WRITTEN PROBLEM – Copy every record below, exactly as written.

--- BEGIN EXERCISE MATERIAL ---

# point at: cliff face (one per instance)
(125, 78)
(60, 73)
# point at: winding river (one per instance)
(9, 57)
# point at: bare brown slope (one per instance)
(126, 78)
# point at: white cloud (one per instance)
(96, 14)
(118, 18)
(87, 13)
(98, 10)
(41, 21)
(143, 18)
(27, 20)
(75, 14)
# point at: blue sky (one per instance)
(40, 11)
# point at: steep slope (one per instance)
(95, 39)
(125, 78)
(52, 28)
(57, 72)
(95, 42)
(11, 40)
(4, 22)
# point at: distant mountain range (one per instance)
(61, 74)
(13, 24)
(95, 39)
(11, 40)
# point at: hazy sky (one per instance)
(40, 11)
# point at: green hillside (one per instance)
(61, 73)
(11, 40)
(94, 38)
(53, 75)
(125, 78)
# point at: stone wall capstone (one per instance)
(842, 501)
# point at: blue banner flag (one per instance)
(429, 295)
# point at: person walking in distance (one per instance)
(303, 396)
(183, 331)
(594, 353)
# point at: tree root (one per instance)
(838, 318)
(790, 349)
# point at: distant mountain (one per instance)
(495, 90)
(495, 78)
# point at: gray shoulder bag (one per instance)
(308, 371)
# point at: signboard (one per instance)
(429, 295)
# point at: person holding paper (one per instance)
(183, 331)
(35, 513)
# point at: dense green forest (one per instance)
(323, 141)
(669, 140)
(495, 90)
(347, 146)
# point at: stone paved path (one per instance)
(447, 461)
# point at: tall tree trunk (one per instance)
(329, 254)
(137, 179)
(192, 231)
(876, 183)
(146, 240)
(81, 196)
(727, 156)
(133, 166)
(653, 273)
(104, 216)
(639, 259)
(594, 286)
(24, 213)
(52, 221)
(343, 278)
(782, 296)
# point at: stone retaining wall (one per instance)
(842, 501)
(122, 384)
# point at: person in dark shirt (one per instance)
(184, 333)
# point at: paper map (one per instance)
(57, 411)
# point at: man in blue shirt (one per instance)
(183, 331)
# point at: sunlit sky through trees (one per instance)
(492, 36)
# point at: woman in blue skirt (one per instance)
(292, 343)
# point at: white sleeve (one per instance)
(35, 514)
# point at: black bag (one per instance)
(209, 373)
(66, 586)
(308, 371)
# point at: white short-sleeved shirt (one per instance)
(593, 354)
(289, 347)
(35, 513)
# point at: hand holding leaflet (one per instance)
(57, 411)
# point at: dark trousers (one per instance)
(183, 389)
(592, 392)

--- END EXERCISE MATERIAL ---

RESPONSE FOR THIS EXERCISE –
# point at: cliff face (one per instance)
(125, 78)
(60, 73)
# point at: winding river (one per instance)
(9, 57)
# point at: bare brown slope (one per instance)
(126, 78)
# point at: white cloud (one per instance)
(96, 14)
(118, 18)
(87, 13)
(98, 10)
(41, 21)
(143, 18)
(27, 20)
(75, 14)
# point at: blue sky (one per instance)
(40, 11)
# point at: steep slope (one per instance)
(95, 39)
(125, 78)
(52, 28)
(57, 72)
(95, 42)
(11, 40)
(4, 22)
# point at: distant mountain range (one per instance)
(61, 74)
(13, 24)
(95, 39)
(11, 40)
# point at: hazy sky (one per instance)
(40, 11)
# point at: green hillside (one per instance)
(61, 73)
(11, 40)
(94, 38)
(53, 75)
(125, 78)
# point at: stone wall capstone (one per instance)
(842, 501)
# point at: blue banner flag (one per instance)
(429, 295)
# point at: person walking in distance (one per instance)
(303, 396)
(183, 331)
(594, 353)
# point at: tree root (one per instance)
(838, 318)
(790, 349)
# point at: distant mountain (one per instance)
(495, 90)
(495, 78)
# point at: gray shoulder bag (one per instance)
(308, 371)
# point at: signboard (one per instance)
(429, 295)
# point at: person holding paper (one per instance)
(183, 331)
(35, 513)
# point at: dense green forest (one per instance)
(323, 141)
(669, 140)
(495, 90)
(347, 146)
# point at: stone paved path (one per instance)
(447, 461)
# point at: tall tree trunk (one per instance)
(329, 254)
(137, 179)
(192, 231)
(876, 183)
(146, 240)
(81, 196)
(727, 156)
(133, 166)
(653, 273)
(104, 216)
(639, 259)
(594, 286)
(24, 213)
(52, 221)
(343, 278)
(782, 296)
# point at: stone retaining wall (one per instance)
(842, 501)
(122, 384)
# point at: person in dark shirt (one per instance)
(184, 333)
# point at: paper map (one per instance)
(57, 411)
# point at: man in blue shirt (one per instance)
(183, 331)
# point at: sunlit sky through trees (one per instance)
(492, 36)
# point at: woman in blue skirt (one per instance)
(292, 343)
# point at: white sleeve (one per instance)
(35, 514)
# point at: black bag (one per instance)
(209, 373)
(66, 586)
(308, 371)
# point at: white short-sleeved shirt (one per instance)
(593, 354)
(289, 347)
(35, 513)
# point at: hand holding leaflet (one per instance)
(57, 411)
# point at: dark trousers (one per instance)
(183, 389)
(592, 392)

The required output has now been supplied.